• [PROVIDED TEXT]:

──────────────────────────────

# Yarn question



## HillCountryBasser (Aug 26, 2008)

I wanted to try tying up some crab patterns, and I'm wondering about the type of yarn used. I've watched a couple of youtube vids that show "sparkle yarn", but don't seem to see much of it online, other than for actual knitting. 

I have some poly yarn, which I think would work great...but I know it can be somewhat buoyant. On a weighted crab, would it be okay to use this yarn, or am I wasting a hook?


----------



## gjake999 (Sep 15, 2010)

*yarn*

I used to use yarn but check out the bauer crab pattern which uses mcfly foam which is a hell of alot easier to work with and the crab becomes an easy tie--I recomend foam in bonefish tan, caddis green and grey olive with nickle black dumbell as the eye---good luck---jake


----------



## Tailingloop (Jan 21, 2011)

Find yarn here

As far as the Bauer crab/McFly foam, it is different from the crabs that you ask about and should not be considered as a replacement for same. You *can* use EP Fiber (or other synthetics) to build crab profiles in lieu of yarn.


----------



## gjake999 (Sep 15, 2010)

──────────────────────────────

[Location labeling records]
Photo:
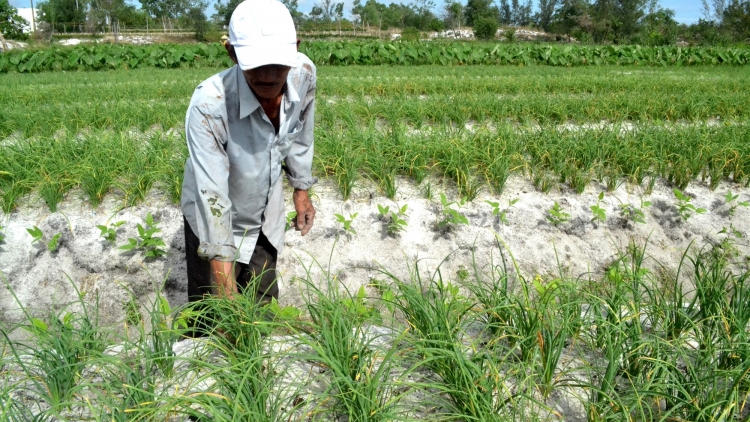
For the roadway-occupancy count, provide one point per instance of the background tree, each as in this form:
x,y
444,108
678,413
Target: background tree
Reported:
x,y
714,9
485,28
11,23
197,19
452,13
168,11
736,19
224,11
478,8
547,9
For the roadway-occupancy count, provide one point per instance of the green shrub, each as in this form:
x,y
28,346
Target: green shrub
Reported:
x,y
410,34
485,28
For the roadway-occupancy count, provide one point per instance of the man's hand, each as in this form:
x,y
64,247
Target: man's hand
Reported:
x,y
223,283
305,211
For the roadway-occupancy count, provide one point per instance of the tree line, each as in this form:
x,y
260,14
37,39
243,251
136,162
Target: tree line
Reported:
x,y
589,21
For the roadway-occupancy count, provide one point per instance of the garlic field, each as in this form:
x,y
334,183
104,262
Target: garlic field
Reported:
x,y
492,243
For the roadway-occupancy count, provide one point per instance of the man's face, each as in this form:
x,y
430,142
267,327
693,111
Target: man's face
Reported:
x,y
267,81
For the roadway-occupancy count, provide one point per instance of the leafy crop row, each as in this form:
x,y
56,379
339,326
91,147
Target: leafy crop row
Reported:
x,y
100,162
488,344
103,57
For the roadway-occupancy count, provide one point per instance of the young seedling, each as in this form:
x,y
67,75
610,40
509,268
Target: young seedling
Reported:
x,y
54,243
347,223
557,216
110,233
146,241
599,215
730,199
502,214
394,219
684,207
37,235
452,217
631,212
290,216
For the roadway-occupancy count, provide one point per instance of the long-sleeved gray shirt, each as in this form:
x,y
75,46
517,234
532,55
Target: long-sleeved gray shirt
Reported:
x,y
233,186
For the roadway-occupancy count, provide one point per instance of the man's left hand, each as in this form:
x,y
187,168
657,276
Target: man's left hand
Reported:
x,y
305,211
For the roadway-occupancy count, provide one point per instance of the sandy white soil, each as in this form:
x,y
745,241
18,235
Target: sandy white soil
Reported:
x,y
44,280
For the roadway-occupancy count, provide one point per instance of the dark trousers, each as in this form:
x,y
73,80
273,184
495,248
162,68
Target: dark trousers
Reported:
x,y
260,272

──────────────────────────────

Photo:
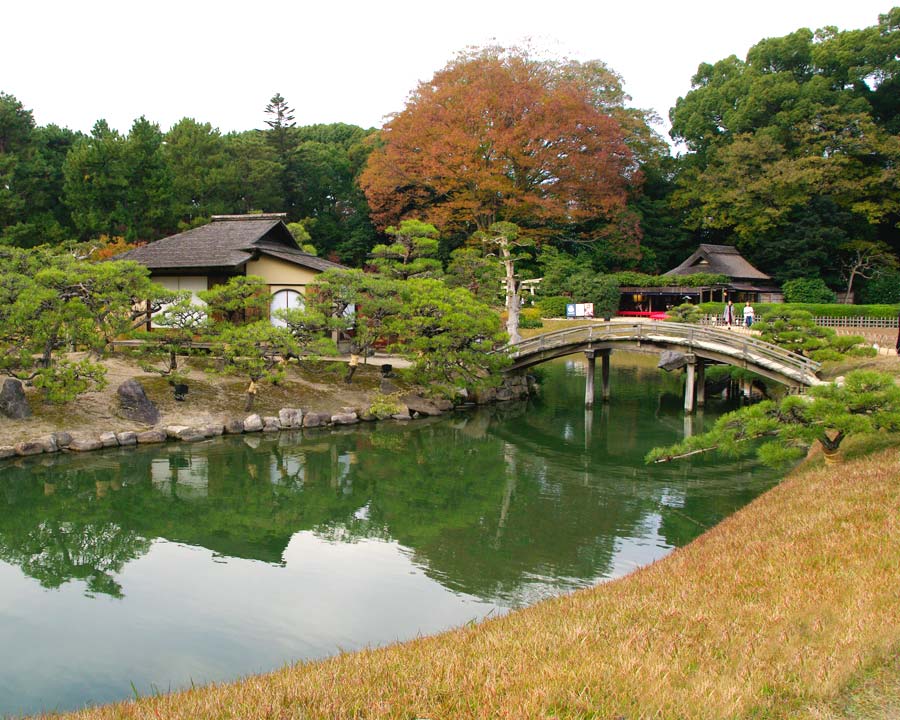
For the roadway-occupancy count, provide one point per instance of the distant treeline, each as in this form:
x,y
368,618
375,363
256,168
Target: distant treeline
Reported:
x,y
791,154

──────────────────────────────

• [WORK TO COMPLETE]:
Retype the yarn thread word for word, starting with "I wanted to" and going on through "for actual knitting.". Work from the yarn thread alone, not the records.

• [ANSWER FOR THE TASK]:
I wanted to try tying up some crab patterns, and I'm wondering about the type of yarn used. I've watched a couple of youtube vids that show "sparkle yarn", but don't seem to see much of it online, other than for actual knitting.